WHAT IS EXPECTED →
Please recast every line of the listing below as a numbered list, leaving out any blank lines.

##### DATA ROWS

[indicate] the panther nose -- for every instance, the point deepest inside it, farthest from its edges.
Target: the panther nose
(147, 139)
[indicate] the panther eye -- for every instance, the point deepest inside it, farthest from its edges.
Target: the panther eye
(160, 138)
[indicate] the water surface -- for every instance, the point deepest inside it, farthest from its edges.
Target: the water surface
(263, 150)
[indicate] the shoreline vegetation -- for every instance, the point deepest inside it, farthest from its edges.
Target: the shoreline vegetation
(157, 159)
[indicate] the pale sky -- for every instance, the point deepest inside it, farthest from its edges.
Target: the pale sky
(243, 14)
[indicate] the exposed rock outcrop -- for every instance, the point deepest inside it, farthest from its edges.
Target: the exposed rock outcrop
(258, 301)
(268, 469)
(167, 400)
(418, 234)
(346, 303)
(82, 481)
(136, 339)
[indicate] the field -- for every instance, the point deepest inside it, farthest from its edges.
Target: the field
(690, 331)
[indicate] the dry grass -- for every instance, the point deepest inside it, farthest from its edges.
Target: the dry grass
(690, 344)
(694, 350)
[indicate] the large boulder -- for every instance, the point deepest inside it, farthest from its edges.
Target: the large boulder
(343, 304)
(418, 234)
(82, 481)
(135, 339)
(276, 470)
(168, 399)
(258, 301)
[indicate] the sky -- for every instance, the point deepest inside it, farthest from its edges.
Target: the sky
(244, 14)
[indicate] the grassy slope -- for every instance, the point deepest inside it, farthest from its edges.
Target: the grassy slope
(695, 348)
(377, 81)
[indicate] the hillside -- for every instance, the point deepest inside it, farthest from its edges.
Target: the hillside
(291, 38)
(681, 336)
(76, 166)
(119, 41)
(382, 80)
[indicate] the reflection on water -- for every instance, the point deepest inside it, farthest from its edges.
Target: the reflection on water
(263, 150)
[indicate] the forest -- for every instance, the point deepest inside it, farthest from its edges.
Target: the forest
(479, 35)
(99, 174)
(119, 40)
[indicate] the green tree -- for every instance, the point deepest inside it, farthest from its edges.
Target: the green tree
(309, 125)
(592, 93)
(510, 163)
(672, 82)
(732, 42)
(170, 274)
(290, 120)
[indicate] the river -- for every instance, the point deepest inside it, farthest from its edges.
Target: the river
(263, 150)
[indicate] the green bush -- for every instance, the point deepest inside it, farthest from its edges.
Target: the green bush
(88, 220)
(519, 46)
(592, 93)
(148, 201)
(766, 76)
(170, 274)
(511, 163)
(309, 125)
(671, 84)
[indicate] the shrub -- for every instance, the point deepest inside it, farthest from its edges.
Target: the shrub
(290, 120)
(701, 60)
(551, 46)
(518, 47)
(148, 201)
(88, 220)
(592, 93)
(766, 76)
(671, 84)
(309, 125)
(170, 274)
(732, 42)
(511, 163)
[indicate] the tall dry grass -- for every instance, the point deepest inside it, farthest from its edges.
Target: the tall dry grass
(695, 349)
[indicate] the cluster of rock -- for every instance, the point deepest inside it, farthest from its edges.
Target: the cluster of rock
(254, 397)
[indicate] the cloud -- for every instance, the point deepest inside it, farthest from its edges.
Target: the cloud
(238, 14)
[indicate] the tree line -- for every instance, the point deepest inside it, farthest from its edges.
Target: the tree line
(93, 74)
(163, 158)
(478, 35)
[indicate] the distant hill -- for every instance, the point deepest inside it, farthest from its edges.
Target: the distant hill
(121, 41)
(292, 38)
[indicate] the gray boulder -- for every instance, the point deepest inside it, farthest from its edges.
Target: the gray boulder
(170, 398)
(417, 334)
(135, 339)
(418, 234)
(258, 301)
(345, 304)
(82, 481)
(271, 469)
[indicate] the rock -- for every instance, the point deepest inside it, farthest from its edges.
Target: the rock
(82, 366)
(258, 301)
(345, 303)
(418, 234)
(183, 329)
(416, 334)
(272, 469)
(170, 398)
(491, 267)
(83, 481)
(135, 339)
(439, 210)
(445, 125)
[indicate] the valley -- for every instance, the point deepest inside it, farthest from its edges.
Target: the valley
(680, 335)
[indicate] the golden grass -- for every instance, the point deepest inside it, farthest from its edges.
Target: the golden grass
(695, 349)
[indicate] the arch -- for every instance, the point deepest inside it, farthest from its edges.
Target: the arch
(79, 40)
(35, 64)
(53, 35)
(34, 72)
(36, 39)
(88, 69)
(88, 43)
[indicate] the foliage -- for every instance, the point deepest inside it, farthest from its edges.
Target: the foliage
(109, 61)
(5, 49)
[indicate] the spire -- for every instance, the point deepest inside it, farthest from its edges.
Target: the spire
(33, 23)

##########

COMPLETED EXERCISE →
1. [indicate] the panther nose -- for every instance, the point deepest inside it, farthest from its edges.
2. Target: the panther nose
3. (147, 139)
4. [indicate] the panther eye -- for every instance, the point deepest inside it, farthest from its edges.
5. Target: the panther eye
6. (160, 138)
7. [indicate] the water surface -- for every instance, the point deepest inside it, farthest from its edges.
8. Target: the water surface
9. (263, 150)
10. [indicate] the shoreline vegetation -- for every instance, the point deepest inside it, farthest from its edges.
11. Target: the shoreline vegetation
12. (157, 159)
13. [indicate] the pale sky -- for every instance, the point deepest inside it, farthest from its edges.
14. Target: the pale sky
15. (243, 14)
16. [indicate] the exposed rock outcrop -- for every instance, the point deepest inside it, farthest from its edges.
17. Target: the exposed rock outcrop
18. (258, 301)
19. (268, 469)
20. (167, 400)
21. (418, 234)
22. (346, 303)
23. (82, 481)
24. (136, 339)
25. [indicate] the field -- for every instance, the point deepest inside it, farthest from its edges.
26. Target: the field
27. (690, 331)
28. [indicate] the dry grass -- for every instance, the point deepest inside it, farthest from its edges.
29. Target: the dry grass
30. (690, 344)
31. (694, 350)
32. [indicate] the large boulder -- for every instance, the point deepest inside it, farthest from its edges.
33. Target: the large boulder
34. (343, 304)
35. (418, 234)
36. (82, 481)
37. (135, 339)
38. (276, 470)
39. (168, 399)
40. (258, 301)
41. [indicate] the sky -- for every instance, the point deepest inside it, farthest from its edges.
42. Target: the sky
43. (244, 14)
44. [indicate] the grassy slope -- for every instance, the point deepest inside it, farthest from its edges.
45. Target: the grassy slope
46. (695, 348)
47. (377, 81)
48. [indicate] the hillside -- for every instance, the point deepest inside it, farthest from its edges.
49. Target: the hillside
50. (291, 38)
51. (681, 336)
52. (76, 166)
53. (119, 41)
54. (382, 80)
55. [indicate] the reflection on water -- for every instance, the point deepest inside it, farthest from its edges.
56. Target: the reflection on water
57. (263, 150)
58. [indicate] the forest -- for every instance, the point deepest inside it, farthest from its edges.
59. Target: the forest
60. (479, 35)
61. (99, 174)
62. (119, 40)
63. [indicate] the green tree -- for every instance, the point deepest inside it, farthest from its edges.
64. Target: the green tree
65. (309, 125)
66. (592, 93)
67. (510, 163)
68. (672, 82)
69. (732, 42)
70. (170, 274)
71. (290, 120)
72. [indicate] the river -- for every instance, the point deepest inside it, farthest from its edges.
73. Target: the river
74. (263, 150)
75. [indicate] the green bush -- for every instance, the point deepest inside it, farthest from its edges.
76. Target: the green bush
77. (88, 220)
78. (519, 46)
79. (592, 93)
80. (148, 201)
81. (766, 76)
82. (170, 274)
83. (511, 163)
84. (309, 125)
85. (671, 84)
86. [indicate] the shrub -- for every instance, the point deepest inside it, farthest from its edges.
87. Target: the shrub
88. (290, 120)
89. (701, 60)
90. (551, 46)
91. (518, 47)
92. (148, 201)
93. (88, 220)
94. (592, 93)
95. (766, 76)
96. (671, 84)
97. (309, 125)
98. (170, 274)
99. (732, 42)
100. (511, 163)
101. [indicate] the tall dry grass -- for every instance, the point deepest inside it, farthest from its edges.
102. Target: the tall dry grass
103. (695, 349)
104. [indicate] the cluster of rock -- for every instance, the point deepest inside it, farthest from its edges.
105. Target: the cluster of rock
106. (254, 397)
107. [indicate] the cloud -- for every instance, the point deepest inside it, farthest from its edges.
108. Target: the cloud
109. (238, 14)
110. [indicate] the tree line -- for every instance, the point deepest inside it, farthest from its edges.
111. Target: the tree line
112. (93, 74)
113. (163, 158)
114. (478, 35)
115. [indicate] the distant hill -- for every instance, the point deepest inside it, farthest from its edges.
116. Target: the distant hill
117. (121, 41)
118. (292, 38)
119. [indicate] the gray boulder -- for every instance, the point deepest inside it, farthest from its edges.
120. Target: the gray boulder
121. (170, 398)
122. (417, 334)
123. (135, 339)
124. (418, 234)
125. (258, 301)
126. (345, 304)
127. (82, 481)
128. (271, 469)
129. [indicate] the rock -- for every instance, the point deepest inside it, farthest from its edges.
130. Target: the rock
131. (82, 366)
132. (258, 301)
133. (345, 303)
134. (418, 234)
135. (183, 329)
136. (416, 334)
137. (272, 469)
138. (170, 398)
139. (491, 267)
140. (83, 481)
141. (135, 339)
142. (439, 210)
143. (445, 125)
144. [indicate] the valley -- for every instance, the point deepest inside it, farthest from its edges.
145. Target: the valley
146. (680, 335)
147. [indicate] the golden grass -- for every instance, the point deepest inside it, farthest from its edges.
148. Target: the golden grass
149. (695, 349)
150. [indicate] the arch -- for every instance, the point deepest inside it, farthest from its edges.
151. Target: the arch
152. (79, 40)
153. (35, 64)
154. (53, 35)
155. (34, 72)
156. (36, 39)
157. (88, 69)
158. (88, 43)
159. [indicate] the foliage -- for every instance, the point deepest inside it, farthest from its edges.
160. Target: the foliage
161. (109, 61)
162. (5, 49)
163. [indicate] the spire -- for every instance, the point deepest inside it, farthest from its edges.
164. Target: the spire
165. (33, 23)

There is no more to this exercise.